> _Your assignment_: Report how many lines in the records that follow have the word "then" in them, giving the number and nothing more.

■ ■ ■ ■ ■ ■ ■

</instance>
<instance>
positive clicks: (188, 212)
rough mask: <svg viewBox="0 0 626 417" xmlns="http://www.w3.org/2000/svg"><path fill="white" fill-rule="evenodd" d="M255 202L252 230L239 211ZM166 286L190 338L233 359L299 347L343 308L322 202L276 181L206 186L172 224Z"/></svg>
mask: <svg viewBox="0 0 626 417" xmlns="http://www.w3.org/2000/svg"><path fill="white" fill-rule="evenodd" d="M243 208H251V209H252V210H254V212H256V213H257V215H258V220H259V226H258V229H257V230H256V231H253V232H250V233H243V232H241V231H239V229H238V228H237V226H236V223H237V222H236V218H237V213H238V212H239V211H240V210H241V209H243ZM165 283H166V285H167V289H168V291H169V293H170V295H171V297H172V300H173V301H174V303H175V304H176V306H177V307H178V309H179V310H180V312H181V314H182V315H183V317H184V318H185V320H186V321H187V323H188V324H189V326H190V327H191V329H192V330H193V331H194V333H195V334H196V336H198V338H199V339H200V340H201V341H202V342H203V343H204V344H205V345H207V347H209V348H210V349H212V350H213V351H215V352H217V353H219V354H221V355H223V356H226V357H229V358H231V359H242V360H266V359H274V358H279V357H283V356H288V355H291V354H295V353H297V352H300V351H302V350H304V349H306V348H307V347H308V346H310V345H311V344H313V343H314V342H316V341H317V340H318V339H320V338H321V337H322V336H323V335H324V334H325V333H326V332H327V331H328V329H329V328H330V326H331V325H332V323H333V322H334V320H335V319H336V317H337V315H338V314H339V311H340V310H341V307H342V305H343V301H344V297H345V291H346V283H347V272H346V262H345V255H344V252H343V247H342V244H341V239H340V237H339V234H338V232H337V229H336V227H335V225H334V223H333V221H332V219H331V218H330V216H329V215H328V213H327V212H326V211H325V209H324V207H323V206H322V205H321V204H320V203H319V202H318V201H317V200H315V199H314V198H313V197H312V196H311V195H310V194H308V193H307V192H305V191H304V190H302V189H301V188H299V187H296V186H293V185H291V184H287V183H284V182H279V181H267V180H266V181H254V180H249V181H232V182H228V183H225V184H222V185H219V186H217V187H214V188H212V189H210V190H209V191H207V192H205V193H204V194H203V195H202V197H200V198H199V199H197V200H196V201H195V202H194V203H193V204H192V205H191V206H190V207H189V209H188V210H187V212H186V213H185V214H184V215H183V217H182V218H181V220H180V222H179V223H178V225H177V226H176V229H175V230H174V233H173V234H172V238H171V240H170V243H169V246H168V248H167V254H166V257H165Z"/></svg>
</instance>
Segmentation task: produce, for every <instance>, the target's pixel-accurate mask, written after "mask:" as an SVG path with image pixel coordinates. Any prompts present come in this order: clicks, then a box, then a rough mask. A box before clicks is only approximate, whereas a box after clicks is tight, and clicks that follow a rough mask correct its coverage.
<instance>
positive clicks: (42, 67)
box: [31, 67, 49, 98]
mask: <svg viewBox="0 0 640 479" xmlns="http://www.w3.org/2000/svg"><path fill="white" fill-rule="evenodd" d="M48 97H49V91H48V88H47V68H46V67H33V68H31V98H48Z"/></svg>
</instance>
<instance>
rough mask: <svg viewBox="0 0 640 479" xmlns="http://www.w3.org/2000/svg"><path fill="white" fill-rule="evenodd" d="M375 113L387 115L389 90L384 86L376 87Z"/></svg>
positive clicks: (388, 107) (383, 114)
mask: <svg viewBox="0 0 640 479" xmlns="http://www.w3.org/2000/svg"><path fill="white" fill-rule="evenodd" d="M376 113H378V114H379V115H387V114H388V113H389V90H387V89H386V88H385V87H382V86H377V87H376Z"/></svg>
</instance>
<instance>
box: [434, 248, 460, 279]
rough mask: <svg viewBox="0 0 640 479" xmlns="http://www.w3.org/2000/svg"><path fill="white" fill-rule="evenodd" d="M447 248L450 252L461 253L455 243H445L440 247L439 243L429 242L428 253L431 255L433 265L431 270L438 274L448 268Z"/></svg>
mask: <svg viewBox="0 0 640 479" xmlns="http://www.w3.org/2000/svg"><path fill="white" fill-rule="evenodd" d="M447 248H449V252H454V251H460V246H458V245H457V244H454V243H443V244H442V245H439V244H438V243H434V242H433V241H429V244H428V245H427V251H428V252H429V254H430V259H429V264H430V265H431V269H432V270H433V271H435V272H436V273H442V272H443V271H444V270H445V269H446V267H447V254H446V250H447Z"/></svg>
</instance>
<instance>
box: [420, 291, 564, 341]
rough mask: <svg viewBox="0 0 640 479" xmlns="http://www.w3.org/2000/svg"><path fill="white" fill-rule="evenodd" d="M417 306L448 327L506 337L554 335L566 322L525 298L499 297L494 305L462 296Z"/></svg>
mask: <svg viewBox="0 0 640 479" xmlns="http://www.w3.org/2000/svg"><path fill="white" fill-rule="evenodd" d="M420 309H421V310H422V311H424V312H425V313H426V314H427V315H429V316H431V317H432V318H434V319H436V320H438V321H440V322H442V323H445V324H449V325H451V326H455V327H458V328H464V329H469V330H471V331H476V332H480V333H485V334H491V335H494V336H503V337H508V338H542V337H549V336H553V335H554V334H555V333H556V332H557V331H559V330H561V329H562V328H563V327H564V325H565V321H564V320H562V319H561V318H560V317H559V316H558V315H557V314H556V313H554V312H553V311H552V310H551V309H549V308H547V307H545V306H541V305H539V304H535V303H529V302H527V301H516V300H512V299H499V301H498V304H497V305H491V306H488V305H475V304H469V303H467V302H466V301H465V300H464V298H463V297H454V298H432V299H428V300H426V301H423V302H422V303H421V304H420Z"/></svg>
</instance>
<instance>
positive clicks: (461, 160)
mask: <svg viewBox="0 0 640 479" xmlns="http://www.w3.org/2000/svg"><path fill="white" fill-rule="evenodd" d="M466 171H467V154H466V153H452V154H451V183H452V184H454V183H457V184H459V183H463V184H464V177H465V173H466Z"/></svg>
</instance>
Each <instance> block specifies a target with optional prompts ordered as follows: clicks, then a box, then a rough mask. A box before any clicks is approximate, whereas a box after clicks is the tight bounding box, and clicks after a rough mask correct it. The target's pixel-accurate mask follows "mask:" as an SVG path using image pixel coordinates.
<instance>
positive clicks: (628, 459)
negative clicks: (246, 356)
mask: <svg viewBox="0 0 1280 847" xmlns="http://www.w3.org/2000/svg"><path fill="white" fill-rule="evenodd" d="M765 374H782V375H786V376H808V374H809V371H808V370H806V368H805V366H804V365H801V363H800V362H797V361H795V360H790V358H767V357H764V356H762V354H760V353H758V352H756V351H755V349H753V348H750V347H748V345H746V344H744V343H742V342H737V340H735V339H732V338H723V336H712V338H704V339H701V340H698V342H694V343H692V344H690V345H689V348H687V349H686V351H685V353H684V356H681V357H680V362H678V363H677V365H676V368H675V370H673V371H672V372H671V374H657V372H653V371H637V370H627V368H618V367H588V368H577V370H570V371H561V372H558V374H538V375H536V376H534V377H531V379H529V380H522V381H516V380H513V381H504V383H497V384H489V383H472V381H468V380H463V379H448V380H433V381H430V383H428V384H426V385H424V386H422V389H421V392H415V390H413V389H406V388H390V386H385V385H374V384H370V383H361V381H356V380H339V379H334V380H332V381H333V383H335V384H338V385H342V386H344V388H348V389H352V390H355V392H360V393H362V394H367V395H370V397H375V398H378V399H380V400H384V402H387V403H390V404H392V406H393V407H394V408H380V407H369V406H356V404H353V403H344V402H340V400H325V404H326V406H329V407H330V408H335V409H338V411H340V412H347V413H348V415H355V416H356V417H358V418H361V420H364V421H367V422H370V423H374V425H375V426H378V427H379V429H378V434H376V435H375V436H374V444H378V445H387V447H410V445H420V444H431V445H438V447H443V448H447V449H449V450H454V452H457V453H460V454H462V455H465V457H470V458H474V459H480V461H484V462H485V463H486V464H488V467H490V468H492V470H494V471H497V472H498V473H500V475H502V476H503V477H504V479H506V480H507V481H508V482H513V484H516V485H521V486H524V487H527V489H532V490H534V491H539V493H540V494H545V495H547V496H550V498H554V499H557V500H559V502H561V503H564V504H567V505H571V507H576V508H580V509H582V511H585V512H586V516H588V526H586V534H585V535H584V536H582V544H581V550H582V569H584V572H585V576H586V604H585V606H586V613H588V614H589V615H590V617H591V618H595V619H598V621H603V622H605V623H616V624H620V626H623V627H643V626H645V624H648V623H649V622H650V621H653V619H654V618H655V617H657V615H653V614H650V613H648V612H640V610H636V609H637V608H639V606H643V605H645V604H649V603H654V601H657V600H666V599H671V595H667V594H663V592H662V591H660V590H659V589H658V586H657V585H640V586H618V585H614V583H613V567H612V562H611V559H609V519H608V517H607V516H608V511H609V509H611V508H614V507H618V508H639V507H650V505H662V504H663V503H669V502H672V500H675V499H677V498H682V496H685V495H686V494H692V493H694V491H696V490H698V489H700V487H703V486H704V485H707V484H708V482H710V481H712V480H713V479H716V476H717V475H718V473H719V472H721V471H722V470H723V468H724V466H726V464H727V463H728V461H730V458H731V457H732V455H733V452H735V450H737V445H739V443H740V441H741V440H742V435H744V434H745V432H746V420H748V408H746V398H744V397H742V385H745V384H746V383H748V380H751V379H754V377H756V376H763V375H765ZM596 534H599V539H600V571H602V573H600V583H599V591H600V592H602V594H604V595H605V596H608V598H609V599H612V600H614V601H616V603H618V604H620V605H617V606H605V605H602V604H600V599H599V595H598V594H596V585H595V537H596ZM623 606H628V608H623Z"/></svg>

■ ■ ■ ■ ■ ■ ■

> _Result_: 2